● GIVEN TEXT
+---+

More than 1.26 million people missed a credit payment in Q1 2024, says Equifax Canada

(AUSTRALIA OUT) American express visa and mastercard credit cards (Photo by Fairfax Media via Getty Images via Getty Images)
(AUSTRALIA OUT) American express visa and mastercard credit cards (Photo by Fairfax Media via Getty Images via Getty Images) (Fairfax Media via Getty Images)

The financial burden on Canadian households intensified in the first quarter of 2024, with missed payments on mortgages and other forms of credit rising to pre-pandemic levels, according to Equifax Canada.

The “challenging economic conditions” since the pandemic have prompted Canadians to make various moves to manage their finances, including extending their mortgage lengths to reduce payments, says Rebecca Oakes, Equifax Canada’s vice-president of advanced analytics. “It’s not just homeowners feeling the strain. Whether you own or rent, the high cost of living remains a heavy burden for many.”

More than 34,000 Canadians missed a mortgage payment in Q1, nearly 23 per cent more than in Q1 2023, according to Equifax’s latest Consumer Credit Trends Report. More than 1.26 million people missed making some kind of credit payment in the quarter, up 12.2 per cent from last year.


In an interview with Yahoo Finance Canada, Oakes says the Bank of Canada’s decision to cut interest rates by 25 basis points, though a welcome move for Canadians, isn’t likely to have a significant impact.

“It's only really scratching the surface in terms of what it's going to do to payments,” she said. “It needs to go down at least a full per cent, maybe, before there's probably some meaningful impact to individuals.”

Oakes notes the financial stress is not distributed evenly across Canada, with certain indicators higher in Ontario, British Columbia and Quebec. Those provinces all had “above-average jumps,” in the range of 13 to 15 per cent, among consumers missing some kind of credit payment in Q1.

+---+

● EXTRACTED DATA
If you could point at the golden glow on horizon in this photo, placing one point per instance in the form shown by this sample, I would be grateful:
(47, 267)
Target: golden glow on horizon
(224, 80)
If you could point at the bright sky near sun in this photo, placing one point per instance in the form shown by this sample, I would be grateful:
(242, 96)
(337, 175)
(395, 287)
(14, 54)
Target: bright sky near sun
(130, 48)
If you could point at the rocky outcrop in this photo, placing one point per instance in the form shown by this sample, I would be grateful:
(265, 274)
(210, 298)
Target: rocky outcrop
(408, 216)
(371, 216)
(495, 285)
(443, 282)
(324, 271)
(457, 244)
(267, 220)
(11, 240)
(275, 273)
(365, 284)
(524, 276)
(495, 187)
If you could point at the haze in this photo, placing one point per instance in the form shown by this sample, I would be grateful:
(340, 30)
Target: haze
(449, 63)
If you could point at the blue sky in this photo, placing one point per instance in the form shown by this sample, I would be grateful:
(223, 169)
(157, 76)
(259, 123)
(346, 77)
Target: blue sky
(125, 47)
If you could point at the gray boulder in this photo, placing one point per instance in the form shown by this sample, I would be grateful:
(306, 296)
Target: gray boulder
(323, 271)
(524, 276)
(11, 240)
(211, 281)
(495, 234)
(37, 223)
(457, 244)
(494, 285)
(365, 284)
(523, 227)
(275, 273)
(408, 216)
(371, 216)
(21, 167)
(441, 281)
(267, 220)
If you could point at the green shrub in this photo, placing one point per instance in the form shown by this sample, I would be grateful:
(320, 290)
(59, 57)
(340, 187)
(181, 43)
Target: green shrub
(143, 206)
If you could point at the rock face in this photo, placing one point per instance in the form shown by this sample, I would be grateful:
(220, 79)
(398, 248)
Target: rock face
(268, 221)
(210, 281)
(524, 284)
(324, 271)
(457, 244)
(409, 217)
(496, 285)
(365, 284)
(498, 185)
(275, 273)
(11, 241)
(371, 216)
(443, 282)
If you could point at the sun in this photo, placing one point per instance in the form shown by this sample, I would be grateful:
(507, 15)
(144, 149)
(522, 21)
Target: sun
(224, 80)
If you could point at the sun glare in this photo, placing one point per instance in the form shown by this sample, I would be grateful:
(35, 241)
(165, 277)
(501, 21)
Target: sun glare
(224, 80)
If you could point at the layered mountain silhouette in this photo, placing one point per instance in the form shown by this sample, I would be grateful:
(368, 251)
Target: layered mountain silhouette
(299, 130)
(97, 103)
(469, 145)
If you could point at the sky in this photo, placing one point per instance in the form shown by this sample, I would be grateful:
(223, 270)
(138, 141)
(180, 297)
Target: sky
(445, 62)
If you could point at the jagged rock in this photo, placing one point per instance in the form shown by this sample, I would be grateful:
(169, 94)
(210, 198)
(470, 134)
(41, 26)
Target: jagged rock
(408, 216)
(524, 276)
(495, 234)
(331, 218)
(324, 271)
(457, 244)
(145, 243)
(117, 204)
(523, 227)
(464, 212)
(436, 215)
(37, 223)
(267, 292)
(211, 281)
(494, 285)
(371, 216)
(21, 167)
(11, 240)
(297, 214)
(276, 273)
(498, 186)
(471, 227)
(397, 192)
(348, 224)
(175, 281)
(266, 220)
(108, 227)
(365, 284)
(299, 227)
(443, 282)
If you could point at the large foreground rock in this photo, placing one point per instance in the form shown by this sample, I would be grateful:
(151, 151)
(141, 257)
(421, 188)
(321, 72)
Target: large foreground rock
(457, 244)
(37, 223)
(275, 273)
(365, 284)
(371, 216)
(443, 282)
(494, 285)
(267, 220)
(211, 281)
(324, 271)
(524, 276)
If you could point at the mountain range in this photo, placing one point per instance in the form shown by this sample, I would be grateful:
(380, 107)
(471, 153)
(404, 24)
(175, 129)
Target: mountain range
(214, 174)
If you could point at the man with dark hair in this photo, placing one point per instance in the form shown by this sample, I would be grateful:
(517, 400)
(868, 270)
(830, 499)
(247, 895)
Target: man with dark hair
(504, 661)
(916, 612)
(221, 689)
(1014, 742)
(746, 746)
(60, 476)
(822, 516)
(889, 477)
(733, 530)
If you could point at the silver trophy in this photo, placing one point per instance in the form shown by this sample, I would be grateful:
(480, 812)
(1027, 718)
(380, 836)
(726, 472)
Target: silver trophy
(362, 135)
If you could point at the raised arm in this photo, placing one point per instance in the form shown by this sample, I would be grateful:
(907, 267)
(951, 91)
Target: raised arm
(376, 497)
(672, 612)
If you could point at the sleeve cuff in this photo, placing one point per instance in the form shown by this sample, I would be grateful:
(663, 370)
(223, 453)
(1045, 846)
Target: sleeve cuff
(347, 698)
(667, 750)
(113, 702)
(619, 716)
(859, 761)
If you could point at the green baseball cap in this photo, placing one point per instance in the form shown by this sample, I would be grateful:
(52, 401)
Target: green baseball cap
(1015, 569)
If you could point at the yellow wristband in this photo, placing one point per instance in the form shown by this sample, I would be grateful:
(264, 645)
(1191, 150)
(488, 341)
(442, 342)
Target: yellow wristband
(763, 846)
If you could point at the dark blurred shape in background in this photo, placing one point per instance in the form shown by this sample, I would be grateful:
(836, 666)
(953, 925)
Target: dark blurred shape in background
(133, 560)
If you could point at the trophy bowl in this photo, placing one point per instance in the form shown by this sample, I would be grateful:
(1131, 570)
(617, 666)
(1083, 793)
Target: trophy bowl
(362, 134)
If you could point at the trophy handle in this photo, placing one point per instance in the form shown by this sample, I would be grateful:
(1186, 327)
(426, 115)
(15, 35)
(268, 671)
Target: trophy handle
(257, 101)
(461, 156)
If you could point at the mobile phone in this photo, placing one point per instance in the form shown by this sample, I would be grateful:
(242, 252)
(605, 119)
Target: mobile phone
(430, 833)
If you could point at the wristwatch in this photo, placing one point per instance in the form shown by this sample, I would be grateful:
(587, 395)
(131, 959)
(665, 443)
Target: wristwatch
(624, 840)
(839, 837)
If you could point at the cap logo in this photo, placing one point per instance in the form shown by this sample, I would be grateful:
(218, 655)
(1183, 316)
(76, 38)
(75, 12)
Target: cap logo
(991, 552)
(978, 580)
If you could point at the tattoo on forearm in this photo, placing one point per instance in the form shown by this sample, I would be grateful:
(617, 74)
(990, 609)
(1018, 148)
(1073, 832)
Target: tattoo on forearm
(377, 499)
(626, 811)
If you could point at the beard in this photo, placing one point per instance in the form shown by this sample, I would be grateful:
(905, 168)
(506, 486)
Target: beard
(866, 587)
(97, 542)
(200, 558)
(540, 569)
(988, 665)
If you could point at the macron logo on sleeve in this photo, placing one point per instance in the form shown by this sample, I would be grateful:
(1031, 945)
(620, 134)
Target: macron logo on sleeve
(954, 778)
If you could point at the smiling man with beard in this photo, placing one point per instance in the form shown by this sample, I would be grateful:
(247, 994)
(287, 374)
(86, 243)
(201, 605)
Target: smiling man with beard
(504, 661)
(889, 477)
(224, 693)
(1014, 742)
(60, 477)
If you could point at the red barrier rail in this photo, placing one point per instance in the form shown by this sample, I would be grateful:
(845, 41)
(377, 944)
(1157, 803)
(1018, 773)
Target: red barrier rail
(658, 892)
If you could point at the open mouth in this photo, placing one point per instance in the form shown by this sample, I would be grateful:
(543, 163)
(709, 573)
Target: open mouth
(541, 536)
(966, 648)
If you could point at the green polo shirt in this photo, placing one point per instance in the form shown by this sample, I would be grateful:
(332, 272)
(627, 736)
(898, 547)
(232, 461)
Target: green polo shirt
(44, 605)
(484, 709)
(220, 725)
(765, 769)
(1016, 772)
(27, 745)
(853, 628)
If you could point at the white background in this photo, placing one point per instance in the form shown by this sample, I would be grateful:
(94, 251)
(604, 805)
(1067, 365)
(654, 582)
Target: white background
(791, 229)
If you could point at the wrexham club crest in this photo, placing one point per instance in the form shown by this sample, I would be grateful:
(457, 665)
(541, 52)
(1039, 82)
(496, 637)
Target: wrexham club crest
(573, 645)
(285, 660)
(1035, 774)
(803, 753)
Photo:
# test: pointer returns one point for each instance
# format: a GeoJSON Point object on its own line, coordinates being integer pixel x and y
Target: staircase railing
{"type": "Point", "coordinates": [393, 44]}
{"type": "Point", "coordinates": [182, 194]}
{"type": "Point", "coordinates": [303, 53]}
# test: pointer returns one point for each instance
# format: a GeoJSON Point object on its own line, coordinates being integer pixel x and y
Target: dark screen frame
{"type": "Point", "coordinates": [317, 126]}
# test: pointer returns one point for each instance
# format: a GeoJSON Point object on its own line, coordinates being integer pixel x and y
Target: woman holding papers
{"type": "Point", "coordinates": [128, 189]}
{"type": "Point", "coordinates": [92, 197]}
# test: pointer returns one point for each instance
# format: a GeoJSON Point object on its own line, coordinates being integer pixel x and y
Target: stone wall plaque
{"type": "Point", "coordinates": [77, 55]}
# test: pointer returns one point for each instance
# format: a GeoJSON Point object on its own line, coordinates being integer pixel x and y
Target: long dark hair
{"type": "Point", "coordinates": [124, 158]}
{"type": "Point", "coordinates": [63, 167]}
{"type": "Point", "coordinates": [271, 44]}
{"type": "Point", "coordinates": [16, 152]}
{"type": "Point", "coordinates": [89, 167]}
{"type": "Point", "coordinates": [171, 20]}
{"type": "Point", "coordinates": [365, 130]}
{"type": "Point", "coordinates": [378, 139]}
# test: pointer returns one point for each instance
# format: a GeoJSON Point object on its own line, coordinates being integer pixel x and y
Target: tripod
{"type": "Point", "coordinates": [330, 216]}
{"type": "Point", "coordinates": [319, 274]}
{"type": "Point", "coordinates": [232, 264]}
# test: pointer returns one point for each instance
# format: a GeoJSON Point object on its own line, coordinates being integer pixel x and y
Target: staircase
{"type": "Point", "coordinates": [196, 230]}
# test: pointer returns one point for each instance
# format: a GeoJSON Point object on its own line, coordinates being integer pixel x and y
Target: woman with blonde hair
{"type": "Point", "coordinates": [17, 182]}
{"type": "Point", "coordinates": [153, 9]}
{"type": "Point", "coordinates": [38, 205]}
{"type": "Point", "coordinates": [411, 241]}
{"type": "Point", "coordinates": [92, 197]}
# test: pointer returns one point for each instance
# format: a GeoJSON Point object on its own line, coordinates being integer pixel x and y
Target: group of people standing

+---+

● PROBLEM SET
(A) Write out the part of the missed-payments article starting with "In an interview" and going on through "a significant impact.", word for word.
(B) According to the missed-payments article, how many Canadians missed a mortgage payment in Q1 2024?
The records are material apart from the missed-payments article.

● PROBLEM SOLUTIONS
(A)
In an interview with Yahoo Finance Canada, Oakes says the Bank of Canada’s decision to cut interest rates by 25 basis points, though a welcome move for Canadians, isn’t likely to have a significant impact.

(B) More than 34,000.